-- Task to carry out --
Select each line below that contains the word "leaf". Case counts, so match it exactly.

(Dataset entries)
#####
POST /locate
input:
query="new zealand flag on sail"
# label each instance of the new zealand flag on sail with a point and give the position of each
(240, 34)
#####
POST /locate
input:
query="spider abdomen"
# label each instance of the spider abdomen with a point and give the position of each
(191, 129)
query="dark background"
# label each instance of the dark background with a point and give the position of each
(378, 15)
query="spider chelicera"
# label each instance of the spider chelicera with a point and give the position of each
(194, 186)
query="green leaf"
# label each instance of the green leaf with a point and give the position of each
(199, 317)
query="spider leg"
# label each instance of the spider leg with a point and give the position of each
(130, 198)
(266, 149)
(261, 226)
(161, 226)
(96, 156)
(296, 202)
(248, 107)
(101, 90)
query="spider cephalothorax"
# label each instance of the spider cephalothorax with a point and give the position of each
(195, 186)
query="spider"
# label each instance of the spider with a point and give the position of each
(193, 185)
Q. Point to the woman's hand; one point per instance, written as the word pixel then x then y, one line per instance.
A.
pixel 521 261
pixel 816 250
#####
-- Solution to the exercise --
query="green leaf"
# label each instance of the green leaf with a point and give the position of each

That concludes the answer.